**TASK GOAL:** Each record is to be transcribed exactly.

**Segmentation dataset excerpts:**
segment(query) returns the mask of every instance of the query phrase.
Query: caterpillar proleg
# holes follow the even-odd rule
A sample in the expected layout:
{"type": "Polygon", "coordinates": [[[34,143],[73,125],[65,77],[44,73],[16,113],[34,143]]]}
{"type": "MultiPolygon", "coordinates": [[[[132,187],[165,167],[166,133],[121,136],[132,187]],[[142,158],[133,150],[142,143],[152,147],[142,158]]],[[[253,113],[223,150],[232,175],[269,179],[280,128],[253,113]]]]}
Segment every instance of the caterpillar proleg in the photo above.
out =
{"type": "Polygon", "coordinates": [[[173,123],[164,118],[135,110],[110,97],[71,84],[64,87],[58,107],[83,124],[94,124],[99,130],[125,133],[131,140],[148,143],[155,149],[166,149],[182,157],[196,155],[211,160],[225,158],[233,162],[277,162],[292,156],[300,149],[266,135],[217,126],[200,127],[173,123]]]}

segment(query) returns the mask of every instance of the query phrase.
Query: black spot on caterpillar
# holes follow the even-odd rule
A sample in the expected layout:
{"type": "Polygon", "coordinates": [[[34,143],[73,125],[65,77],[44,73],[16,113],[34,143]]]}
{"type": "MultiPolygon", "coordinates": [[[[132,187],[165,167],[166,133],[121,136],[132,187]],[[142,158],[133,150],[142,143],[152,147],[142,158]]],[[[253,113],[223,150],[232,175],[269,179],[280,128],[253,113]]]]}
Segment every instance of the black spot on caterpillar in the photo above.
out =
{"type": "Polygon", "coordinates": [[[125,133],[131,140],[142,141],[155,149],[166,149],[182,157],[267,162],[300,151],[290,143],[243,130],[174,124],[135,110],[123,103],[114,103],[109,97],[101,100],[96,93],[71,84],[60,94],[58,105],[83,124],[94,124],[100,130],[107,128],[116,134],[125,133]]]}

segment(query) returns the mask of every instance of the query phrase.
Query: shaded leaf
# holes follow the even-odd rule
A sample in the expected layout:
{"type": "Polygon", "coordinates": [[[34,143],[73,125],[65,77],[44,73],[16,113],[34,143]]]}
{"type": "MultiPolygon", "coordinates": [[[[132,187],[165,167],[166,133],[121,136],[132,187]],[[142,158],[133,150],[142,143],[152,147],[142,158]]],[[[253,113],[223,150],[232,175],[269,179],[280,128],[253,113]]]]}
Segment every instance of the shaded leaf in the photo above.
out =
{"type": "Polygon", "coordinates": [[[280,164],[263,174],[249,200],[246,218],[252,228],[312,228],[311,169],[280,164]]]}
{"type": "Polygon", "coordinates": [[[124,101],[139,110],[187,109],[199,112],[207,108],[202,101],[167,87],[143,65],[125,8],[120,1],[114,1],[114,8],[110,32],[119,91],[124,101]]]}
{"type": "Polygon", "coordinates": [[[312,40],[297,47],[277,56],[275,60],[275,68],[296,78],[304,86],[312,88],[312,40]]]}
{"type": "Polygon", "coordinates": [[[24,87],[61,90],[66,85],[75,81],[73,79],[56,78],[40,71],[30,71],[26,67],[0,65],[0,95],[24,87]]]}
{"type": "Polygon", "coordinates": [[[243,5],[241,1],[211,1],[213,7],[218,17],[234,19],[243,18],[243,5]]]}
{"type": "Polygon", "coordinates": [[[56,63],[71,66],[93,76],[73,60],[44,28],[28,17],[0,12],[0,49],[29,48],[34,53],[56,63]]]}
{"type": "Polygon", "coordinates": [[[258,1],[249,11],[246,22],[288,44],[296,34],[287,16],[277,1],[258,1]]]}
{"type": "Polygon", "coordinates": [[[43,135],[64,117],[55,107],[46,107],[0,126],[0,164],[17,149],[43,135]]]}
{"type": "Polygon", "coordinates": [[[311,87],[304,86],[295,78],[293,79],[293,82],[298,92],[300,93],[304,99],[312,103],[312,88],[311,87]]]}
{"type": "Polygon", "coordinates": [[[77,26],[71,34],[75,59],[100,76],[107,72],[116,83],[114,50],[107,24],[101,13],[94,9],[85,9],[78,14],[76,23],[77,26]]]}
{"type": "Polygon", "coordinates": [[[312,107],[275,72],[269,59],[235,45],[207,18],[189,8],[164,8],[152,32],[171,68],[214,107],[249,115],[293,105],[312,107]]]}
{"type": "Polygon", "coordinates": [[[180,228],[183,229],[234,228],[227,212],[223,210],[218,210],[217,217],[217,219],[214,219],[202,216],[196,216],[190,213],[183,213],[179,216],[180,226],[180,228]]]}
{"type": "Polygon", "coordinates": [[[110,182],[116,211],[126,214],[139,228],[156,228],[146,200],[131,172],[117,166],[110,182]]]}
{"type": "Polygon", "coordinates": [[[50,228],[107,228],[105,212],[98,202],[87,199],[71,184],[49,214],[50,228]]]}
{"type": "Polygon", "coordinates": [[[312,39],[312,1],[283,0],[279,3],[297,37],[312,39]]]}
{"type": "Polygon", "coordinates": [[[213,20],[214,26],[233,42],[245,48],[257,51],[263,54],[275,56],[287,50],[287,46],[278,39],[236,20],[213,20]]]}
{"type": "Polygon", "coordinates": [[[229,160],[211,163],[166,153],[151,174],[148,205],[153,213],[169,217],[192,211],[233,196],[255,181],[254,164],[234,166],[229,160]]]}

**WRITTEN ANSWER:**
segment(query) returns the mask of every instance of the query phrase.
Query: caterpillar proleg
# holes follow the even-odd rule
A sample in the expected layout:
{"type": "Polygon", "coordinates": [[[34,143],[73,125],[65,77],[44,73],[16,113],[34,143]]]}
{"type": "MultiPolygon", "coordinates": [[[[132,187],[165,167],[166,133],[121,136],[132,187]],[[142,158],[133,150],[142,143],[152,147],[142,158]]],[[[253,113],[223,150],[232,175],[269,179],[280,128],[253,113]]]]}
Segment every instance of the caterpillar proleg in the photo above.
out =
{"type": "Polygon", "coordinates": [[[173,123],[164,118],[135,110],[110,97],[71,84],[64,87],[58,107],[83,124],[94,124],[99,130],[125,133],[131,140],[148,143],[155,149],[166,149],[182,157],[196,155],[211,160],[225,158],[233,162],[277,162],[292,156],[300,149],[266,135],[217,126],[200,127],[173,123]]]}

segment(query) returns the mask of every instance of the query phrase.
Query: black spot on caterpillar
# holes follow the even-odd rule
A sample in the expected layout:
{"type": "Polygon", "coordinates": [[[34,143],[73,125],[65,77],[44,73],[16,113],[34,143]]]}
{"type": "MultiPolygon", "coordinates": [[[[132,187],[165,167],[166,133],[121,136],[132,187]],[[142,158],[133,150],[142,143],[152,147],[142,158]]],[[[253,113],[223,150],[232,175],[269,179],[280,128],[253,113]]]]}
Segment every instance of the black spot on caterpillar in the photo above.
out =
{"type": "Polygon", "coordinates": [[[125,133],[131,140],[142,141],[155,149],[166,149],[182,157],[267,162],[300,151],[290,143],[243,130],[174,124],[135,110],[123,103],[114,103],[109,97],[101,100],[96,93],[71,84],[60,94],[58,105],[83,124],[94,124],[100,130],[107,128],[116,134],[125,133]]]}

segment(query) returns the mask of every instance of the query phrase.
Query: shaded leaf
# holes follow the even-odd rule
A sample in the expected layout:
{"type": "Polygon", "coordinates": [[[34,143],[73,125],[65,77],[44,73],[16,113],[34,143]]]}
{"type": "MultiPolygon", "coordinates": [[[[132,187],[165,167],[166,133],[121,136],[132,187]],[[142,158],[133,150],[142,143],[152,147],[142,158]]],[[[253,113],[223,150],[232,175],[269,179],[280,128],[253,113]]]]}
Segment every instance of the shaded leaf in the photo above.
out =
{"type": "Polygon", "coordinates": [[[280,164],[263,174],[249,200],[246,218],[252,228],[312,228],[311,169],[280,164]]]}
{"type": "Polygon", "coordinates": [[[124,101],[139,110],[187,109],[199,112],[207,108],[202,101],[167,87],[143,65],[125,8],[120,1],[114,1],[114,8],[110,32],[119,91],[124,101]]]}
{"type": "Polygon", "coordinates": [[[312,40],[297,47],[277,56],[275,60],[275,68],[296,78],[304,86],[312,88],[312,40]]]}
{"type": "Polygon", "coordinates": [[[24,87],[61,90],[66,85],[75,81],[73,79],[56,78],[40,71],[30,71],[26,67],[0,65],[0,95],[24,87]]]}
{"type": "Polygon", "coordinates": [[[243,5],[241,1],[211,1],[213,7],[218,17],[234,19],[243,18],[243,5]]]}
{"type": "Polygon", "coordinates": [[[56,63],[71,66],[93,76],[73,60],[44,28],[28,17],[0,12],[0,49],[29,48],[34,53],[56,63]]]}
{"type": "Polygon", "coordinates": [[[258,1],[249,11],[246,22],[288,44],[296,34],[287,16],[277,1],[258,1]]]}
{"type": "Polygon", "coordinates": [[[43,135],[64,117],[55,107],[46,107],[0,126],[0,164],[17,149],[43,135]]]}
{"type": "Polygon", "coordinates": [[[311,87],[304,86],[295,78],[293,79],[293,82],[298,92],[300,93],[304,99],[312,103],[312,88],[311,87]]]}
{"type": "Polygon", "coordinates": [[[77,26],[71,34],[75,59],[100,76],[107,72],[116,83],[114,50],[107,24],[101,13],[94,9],[85,9],[78,14],[76,23],[77,26]]]}
{"type": "Polygon", "coordinates": [[[312,107],[275,72],[269,59],[235,45],[207,18],[189,8],[164,8],[152,32],[171,68],[214,107],[249,115],[293,105],[312,107]]]}
{"type": "Polygon", "coordinates": [[[180,228],[183,229],[234,228],[227,212],[223,210],[218,210],[217,217],[217,219],[214,219],[202,216],[196,216],[190,213],[183,213],[179,216],[180,226],[180,228]]]}
{"type": "Polygon", "coordinates": [[[110,182],[116,211],[126,214],[139,228],[156,228],[146,200],[131,172],[117,166],[110,182]]]}
{"type": "Polygon", "coordinates": [[[50,228],[107,228],[105,212],[98,202],[87,199],[71,184],[49,214],[50,228]]]}
{"type": "Polygon", "coordinates": [[[312,39],[312,1],[283,0],[279,3],[297,37],[312,39]]]}
{"type": "Polygon", "coordinates": [[[213,20],[214,26],[233,42],[245,48],[257,51],[263,54],[275,56],[287,50],[287,46],[278,39],[236,20],[213,20]]]}
{"type": "Polygon", "coordinates": [[[229,160],[211,163],[166,153],[151,174],[148,205],[153,213],[169,217],[192,211],[233,196],[255,181],[254,164],[234,166],[229,160]]]}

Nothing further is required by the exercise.